### Testo del documento

Vedendo la grande indifferenza che si è mostrata verso gli dèi, vedendo la pietà dovuta alle potenze spreme completamente bandita da un’impura e vile inerzia, io deploro da molto tempo in me stesso questo stato di cose. I seguaci della religione giudaica spingono a tal punto il loro fervore da scegliere per essa la morte e sopportare ogni sorta di privazioni e anche la fame pur di non gustare la carne di maiale o di altro animale che non sia stato immediatamente dissanguato; e noi siamo tanto negligenti verso gli dèi da dimenticare le tradizioni dei padri e da ignorare persino l’esistenza di simili norme. Certo, costoro sono in parte religiosi, perché il Dio che onorano è avvero il Dio onnipotente che governa il mondo sensibile e che anche noi veneriamo, lo so bene, sotto altri nomi (Ep. 89, “Al gran sacerdote Teodoro, 453c-454a).

Bisogna far parte di ciò che si possiede a tutti gli uomini, ma più generosamente agli uomini onesti, provvedendo agli indigenti e ai poveri secondo le loro necessità. Io dico persino - benché ciò possa sembrare strano – che sarebbe opera pi accordare anche ai nemici vestito e nutrimento: infatti noi diamo all’uomo in quanto uomo, non all’individuo singolo come tale. E penso che dobbiamo operare la stessa benevolenza anche verso coloro che languono nelle prigioni : questa umanità non sarà in contraddizione con la giustizia.” (ep. cit., 290 d-291 a).

Noi crediamo che la buona educazione si trovi non già nell’euritmia delle parole e dell’eloquio , bensì nella disposizione d’una mente sana, che ha un concetto vero del buono edel cattivo, dell’onesto e del turpe. Colui dunque che pensa in un modo e insegna in un altro, è tanto lontano dall’essere un educatore quanto dall’esser uomo onesto. Nelle piccole cose, il disaccordo fra la convinzione e la parola può essere un male tollerabile, sebbene sempre un male; ma nelle cose di suprema importanza, se un uomo la pensa in un modo e insegna proprio l’opposto di ciò che pensa, la sua condotta è simile a quella dei mercanti, non dico degli onesti ma dei perversi, i quali raccomandano più che possono le cose che sanno cattive, ingannando e adescando con le loro lodi coloro ai quali vogliono trasmettere ciò che hanno di guasto (trad. di G. Negri).»

 

Basterebbero questi brevi passi per farsi un’idea sufficiente della personalità eccezionale di Giuliano, della sua assoluta rettitudine, della sua umanità: la lettera a Teodoro sembra scritta da un cristiano e potremmo attribuirla a una atteggiamento opportunistico, ossia al tentativo di trasferire nei sacerdoti pagani lo stesso spirito di carità che aveva attirato verso quelli cristiani larghe simpatie popolari, se non sapessimo che l’azione di governo di Giuliano fu realmente rivolta ad instaurare una maggiore giustizia sociale e realmente sollecita delle classi meno agiate (ad esempio, con la riforma monetaria).

######
### Estratti delle voci

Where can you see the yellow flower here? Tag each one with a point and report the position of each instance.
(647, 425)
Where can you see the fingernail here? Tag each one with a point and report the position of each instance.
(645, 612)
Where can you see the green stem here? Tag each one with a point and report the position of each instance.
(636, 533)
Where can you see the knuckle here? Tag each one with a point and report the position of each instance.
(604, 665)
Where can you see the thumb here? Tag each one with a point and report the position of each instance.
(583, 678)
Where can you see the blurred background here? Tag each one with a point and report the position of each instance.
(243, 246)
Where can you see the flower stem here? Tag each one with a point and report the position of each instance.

######
### Estratti delle voci

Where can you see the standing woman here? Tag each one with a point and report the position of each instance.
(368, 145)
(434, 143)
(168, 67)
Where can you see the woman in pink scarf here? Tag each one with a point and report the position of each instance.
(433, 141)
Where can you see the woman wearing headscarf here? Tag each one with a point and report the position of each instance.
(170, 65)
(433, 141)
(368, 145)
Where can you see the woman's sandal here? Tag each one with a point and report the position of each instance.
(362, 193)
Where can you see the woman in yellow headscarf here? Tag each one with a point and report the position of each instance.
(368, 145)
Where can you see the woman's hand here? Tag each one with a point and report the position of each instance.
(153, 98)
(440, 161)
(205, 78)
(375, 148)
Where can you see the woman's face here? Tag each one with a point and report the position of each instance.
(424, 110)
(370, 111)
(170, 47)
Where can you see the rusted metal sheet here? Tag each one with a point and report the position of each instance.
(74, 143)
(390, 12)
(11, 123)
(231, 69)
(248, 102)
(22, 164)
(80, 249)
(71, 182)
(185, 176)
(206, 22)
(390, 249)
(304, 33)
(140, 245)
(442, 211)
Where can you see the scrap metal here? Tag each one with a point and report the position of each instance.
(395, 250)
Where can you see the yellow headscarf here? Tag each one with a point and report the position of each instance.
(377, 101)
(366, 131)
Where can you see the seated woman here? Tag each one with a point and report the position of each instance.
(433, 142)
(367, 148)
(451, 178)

######
### Estratti delle voci

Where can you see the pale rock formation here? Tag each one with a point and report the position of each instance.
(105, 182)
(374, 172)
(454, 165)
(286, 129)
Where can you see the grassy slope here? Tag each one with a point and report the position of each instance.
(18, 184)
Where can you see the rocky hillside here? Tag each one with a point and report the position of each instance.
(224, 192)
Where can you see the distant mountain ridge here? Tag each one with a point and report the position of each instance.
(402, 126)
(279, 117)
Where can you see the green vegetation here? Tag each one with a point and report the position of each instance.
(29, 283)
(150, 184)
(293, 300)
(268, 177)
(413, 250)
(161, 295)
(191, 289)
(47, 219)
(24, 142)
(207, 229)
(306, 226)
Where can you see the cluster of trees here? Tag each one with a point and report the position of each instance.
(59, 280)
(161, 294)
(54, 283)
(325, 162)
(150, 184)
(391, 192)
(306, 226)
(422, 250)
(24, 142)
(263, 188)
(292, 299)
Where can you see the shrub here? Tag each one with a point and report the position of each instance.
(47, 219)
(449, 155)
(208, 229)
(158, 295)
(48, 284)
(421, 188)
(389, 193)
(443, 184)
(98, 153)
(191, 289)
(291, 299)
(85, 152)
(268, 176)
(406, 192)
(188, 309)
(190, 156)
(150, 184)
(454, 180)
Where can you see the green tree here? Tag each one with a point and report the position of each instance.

######

● **Consegna 1**:
Rispondi alle seguenti domande sul testo su Giuliano.
(a) Nel primo passo, quale carne i seguaci della religione giudaica rifiutano di gustare?
(b) Nel passo sulla buona educazione, a chi viene paragonato chi pensa in un modo e insegna l'opposto?
(c) Quale riforma cita l'ultimo paragrafo come esempio?
● **Consegna 2**: Nel testo su Giuliano, il passo che comincia con «Bisogna far parte» nomina diverse categorie di persone verso cui occorre essere generosi o benevoli. Elencale tutte.
● **Consegna 3**: Scrivi la parte successiva del testo su Giuliano, ripartendo dopo la sua ultima frase.

● **Risposta scritta 1**:
(a) La carne di maiale o di altro animale che non sia stato immediatamente dissanguato.
(b) Ai mercanti, e non a quelli onesti ma a quelli perversi.
(c) La riforma monetaria.

● **Risposta scritta 2**:
- tutti gli uomini
- gli uomini onesti
- gli indigenti
- i poveri
- i nemici
- coloro che languono nelle prigioni

● **Risposta scritta 3**:
Non esisteva, dunque, una incompatibilità di fondo, a livello intellettuale e morale, fra le idee professate da Giuliano e quelle del cristianesimo: questo ci sembra un punto acquisito, e confermato anche dai brani che abbiamo sopra riportato.

D’altra parte, i rapporti fra due religioni, specialmente quando esse sono in aperta competizione, non possono essere compresi solo partendo dalle differenze o dalle convergenze teologiche, etiche e liturgiche; conta moltissimo il modo in cui esse sono interpretate e vissute nella vita concreta degli uomini; e, oseremmo dire, nel caso di due religioni che presentano numerosi punti di contatto, proprio la loro affinità rende ancor più inconciliabili le rispettive differenze, esaspera i punti di dissonanza, spinge i loro seguaci all’intolleranza reciproca, più che se non si trattasse di due religioni radicalmente diverse (e un discorso analogo si può fare per le eresie che, come è noto, sono combattute con maggiore asprezza dalla religione dominante, che non le religioni diverse e magari apertamente ostili; cosa che vale anche nel caso delle religioni laiche, come lo sono stati i totalitarismi del XX secolo).

Tali asprezze e tale tendenza al conflitto rappresentano ciò che, a livello di psicologia individuale, comunemente si chiama contrasto di caratteri, o meglio contrasto di temperamenti: quel che conta non è la sostanza della materia su cui si è in disaccordo, ma il modo che hanno le due parti di porsi l’una di fronte all’altra.

Né si deve dimenticare, per imparzialità storica, che i cristiani venivano da due secoli e mezzo di persecuzioni, sebbene discontinue e di diseguale intensità; e che nessuna fazione perseguitata, quando giunge vicina al dominio di una società, si è mai trattenuta dal dare sfogo al desiderio  di rivalersi sui suoi ex persecutori.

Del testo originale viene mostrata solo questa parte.